*Your assignment:*
Reproduce word for word the passage of the text on managing awkward star performers between "They can be" and "awake at night.", inclusive.

*Text:*
They can be charming when they want, but seem not to know or care how they as individuals tick, let alone anyone else. Managing these awkward star performers can be a difficult job. Sometimes no-one has ever dared tell them they aggravate. Few are trained to deal with the situation and no one wants the job.
But these people represent potential business risks. It might be a misplaced but damaging remark – or sustained action concealed through arrogance or desperation. Or the damage might be less dramatic, but insidious: a section of the business getting a reputation for high billings but unpleasant atmosphere, with high staff and client turnover.
A senior partner in a City firm recently said to me high-risk people like these keep him awake at night.
How to handle them
So what is to be done? The first question to ask in dealing with an awkward star performer is, ‘how awkward?’ I note with interest that after years when it was widely known but never publicly mentioned, the word ‘psychopath’ is appearing in the newspapers. This is a dangerous but important development.
Dangerous, because applying such a label is a matter of the utmost gravity.
Diagnosis is complex and difficult, to be done only by people with specialist expertise. But important, because if it is the case, the business is exposed to risk and needs to know. Coaching is inappropriate here; intervention needs to be handled by trained experts accustomed to the ways of the Square Mile.
Most often the star is not that awkward. One of the pleasures in working in accountancy is it is a more benign environment than much of the Square Mile. Those few who are awkward are often so because of lack of information rather than anything more sinister. As a result coaching can be quite effective.
Coaching is useful in two ways: either directly with the individual concerned, or by supporting those who are given the tough job of sorting them out.
Whoever does it, whether internal or external, there are several things to try. First, check they have been told the impact they are having. If not, tell them. The ultimately expendable external coach is handy here.
In fact accounting firms are generally good at this, ensuring their people receive appraisals. If there is a residual problem, there should be a raised awareness in the star performer, and plenty of evidence amassed for the person intervening to draw upon. The coaching then builds on that awareness, persists until the star ‘gets it’ and action is planned, implemented and sustained.
Second, check the individual has the basic skill set and knowledge they need to understand their own make-up and what triggers their behaviour.
They may have no appreciation of personality types and believe everyone who is bright and competent is like them in other ways as well.

*Provided data:*
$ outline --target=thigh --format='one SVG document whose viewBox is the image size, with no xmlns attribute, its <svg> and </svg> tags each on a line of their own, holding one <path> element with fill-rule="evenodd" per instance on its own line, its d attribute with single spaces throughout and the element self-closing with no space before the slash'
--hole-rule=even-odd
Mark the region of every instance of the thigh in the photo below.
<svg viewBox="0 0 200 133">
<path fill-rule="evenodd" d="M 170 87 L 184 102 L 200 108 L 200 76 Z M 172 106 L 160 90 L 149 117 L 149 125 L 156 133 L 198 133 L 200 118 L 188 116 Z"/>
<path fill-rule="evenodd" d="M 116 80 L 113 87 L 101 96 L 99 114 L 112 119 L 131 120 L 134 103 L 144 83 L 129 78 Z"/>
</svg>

*Written solution:*
They can be charming when they want, but seem not to know or care how they as individuals tick, let alone anyone else. Managing these awkward star performers can be a difficult job. Sometimes no-one has ever dared tell them they aggravate. Few are trained to deal with the situation and no one wants the job.
But these people represent potential business risks. It might be a misplaced but damaging remark – or sustained action concealed through arrogance or desperation. Or the damage might be less dramatic, but insidious: a section of the business getting a reputation for high billings but unpleasant atmosphere, with high staff and client turnover.
A senior partner in a City firm recently said to me high-risk people like these keep him awake at night.